Tugas Dikerjakan >> Menurut kutipan halaman tentang kepuasan kerja, apa saja yang termasuk dalam karakter individu?
----- Kutipan Halaman -----
Menurut Wexley and Yukl (1977), kepuasan kerja
ditentukan atau dipengaruhi oleh sekelompok faktor. Faktor-faktor itu dapat
dikelompokan ke dalam tiga bagian, yaitu yang termasuk dalam karakteristik
individu, variabel situasional, karakteristik pekerjaan.
1)
Karakter individu, yang meliputi: kebutuhan-kebutuhan individu, nilai-nilai
yang dianut individu (values), dan ciri-ciri kepribadian (personality
traits).
2) Variabel-variabel
yang bersifat situasional, yang meliputi: perbandingan terhadap situasi sosial
yang ada, kelompok acuan, pengaruh dari pengalaman kerja sebelumnya.
3)
Karakteristik pekerjaan, yang meliputi: imbalan yang diterima, pengawasan yang
dilakukan oleh atasan, pekerjaan itu sendiri, hubungan antara rekan sekerja,
keamanan kerja, kesempatan untuk memperoleh perubahan status.
----- Daftar Butir -----
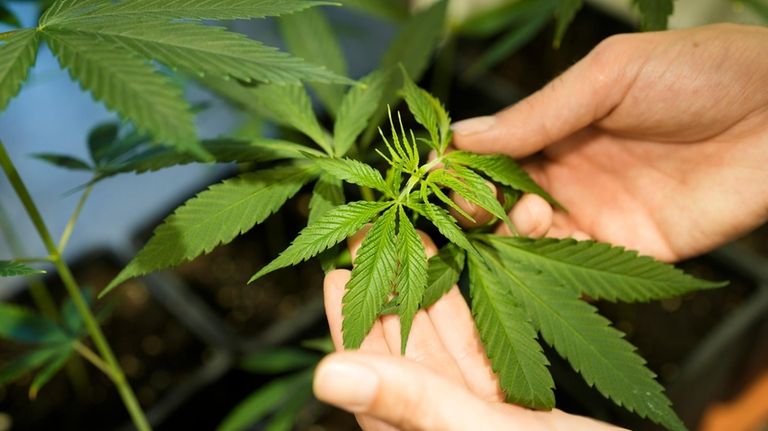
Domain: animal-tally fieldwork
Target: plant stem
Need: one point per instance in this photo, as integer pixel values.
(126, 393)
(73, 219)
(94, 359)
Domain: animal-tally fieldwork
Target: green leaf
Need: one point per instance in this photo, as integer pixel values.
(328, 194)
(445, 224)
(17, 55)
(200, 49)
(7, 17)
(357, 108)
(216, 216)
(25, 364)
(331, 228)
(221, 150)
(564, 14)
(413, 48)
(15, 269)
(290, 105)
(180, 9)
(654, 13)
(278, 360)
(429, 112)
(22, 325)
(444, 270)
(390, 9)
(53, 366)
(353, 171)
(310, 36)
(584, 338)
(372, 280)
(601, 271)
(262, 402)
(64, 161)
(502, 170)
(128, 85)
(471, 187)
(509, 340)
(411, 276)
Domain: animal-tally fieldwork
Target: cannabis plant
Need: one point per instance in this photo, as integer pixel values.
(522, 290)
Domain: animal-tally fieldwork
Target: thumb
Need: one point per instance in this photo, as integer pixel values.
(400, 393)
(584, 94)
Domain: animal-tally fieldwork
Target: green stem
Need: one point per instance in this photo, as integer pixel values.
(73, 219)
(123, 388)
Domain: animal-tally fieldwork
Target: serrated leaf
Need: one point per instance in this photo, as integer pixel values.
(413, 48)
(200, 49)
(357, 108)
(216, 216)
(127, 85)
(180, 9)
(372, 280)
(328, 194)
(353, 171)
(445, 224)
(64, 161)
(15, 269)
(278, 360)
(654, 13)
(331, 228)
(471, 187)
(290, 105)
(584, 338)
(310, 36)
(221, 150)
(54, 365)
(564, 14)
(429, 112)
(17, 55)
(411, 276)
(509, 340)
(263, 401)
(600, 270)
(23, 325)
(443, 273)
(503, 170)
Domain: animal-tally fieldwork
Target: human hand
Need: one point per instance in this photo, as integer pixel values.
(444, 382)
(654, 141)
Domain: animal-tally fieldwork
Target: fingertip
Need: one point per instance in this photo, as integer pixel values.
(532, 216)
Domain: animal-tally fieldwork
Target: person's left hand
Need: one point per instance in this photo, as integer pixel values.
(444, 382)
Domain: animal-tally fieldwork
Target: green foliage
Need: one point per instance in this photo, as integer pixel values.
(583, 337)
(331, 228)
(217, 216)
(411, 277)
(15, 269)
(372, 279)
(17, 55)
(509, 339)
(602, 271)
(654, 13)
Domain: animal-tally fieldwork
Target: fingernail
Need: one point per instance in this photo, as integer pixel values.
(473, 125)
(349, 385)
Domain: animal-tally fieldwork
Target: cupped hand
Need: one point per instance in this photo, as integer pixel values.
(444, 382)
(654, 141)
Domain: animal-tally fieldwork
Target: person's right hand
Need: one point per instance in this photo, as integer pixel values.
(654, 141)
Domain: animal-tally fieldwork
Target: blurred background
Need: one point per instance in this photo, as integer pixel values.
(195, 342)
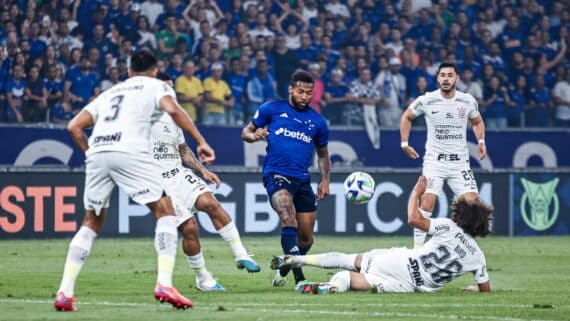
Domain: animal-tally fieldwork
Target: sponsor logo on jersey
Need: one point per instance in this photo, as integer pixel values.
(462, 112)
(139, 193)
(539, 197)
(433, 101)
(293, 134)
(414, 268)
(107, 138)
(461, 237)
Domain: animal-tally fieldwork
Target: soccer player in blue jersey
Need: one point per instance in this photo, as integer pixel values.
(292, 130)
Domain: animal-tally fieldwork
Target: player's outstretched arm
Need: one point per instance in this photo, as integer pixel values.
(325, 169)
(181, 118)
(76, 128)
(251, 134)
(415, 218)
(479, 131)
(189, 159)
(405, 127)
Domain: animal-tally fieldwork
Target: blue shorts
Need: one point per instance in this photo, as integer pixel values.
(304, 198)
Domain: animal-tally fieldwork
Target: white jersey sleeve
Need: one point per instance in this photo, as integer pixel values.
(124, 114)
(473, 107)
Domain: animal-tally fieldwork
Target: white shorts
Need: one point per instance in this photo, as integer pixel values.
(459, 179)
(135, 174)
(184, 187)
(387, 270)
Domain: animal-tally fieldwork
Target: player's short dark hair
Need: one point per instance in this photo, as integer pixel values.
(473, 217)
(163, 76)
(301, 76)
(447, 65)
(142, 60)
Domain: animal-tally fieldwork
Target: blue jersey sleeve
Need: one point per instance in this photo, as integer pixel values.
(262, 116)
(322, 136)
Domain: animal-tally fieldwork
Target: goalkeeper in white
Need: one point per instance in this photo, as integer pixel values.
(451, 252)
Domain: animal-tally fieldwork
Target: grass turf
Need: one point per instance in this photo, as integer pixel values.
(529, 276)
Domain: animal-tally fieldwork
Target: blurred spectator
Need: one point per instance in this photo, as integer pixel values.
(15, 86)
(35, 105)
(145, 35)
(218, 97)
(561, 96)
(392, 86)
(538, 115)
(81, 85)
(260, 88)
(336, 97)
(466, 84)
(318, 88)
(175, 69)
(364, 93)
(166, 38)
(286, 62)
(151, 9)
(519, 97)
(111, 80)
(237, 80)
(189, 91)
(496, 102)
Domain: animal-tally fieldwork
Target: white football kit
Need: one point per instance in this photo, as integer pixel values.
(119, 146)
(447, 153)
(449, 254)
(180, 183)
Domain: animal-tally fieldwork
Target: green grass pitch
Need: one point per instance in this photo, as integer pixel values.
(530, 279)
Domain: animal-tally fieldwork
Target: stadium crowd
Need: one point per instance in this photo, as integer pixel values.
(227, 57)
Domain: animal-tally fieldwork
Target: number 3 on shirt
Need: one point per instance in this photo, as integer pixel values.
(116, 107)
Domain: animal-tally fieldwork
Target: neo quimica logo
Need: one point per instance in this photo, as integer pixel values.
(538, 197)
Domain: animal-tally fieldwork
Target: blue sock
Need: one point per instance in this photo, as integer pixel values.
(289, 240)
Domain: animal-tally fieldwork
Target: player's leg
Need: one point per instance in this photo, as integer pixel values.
-----
Jawaban Latihan >> Kebutuhan-kebutuhan individu, nilai-nilai yang dianut individu (values), dan ciri-ciri kepribadian (personality traits).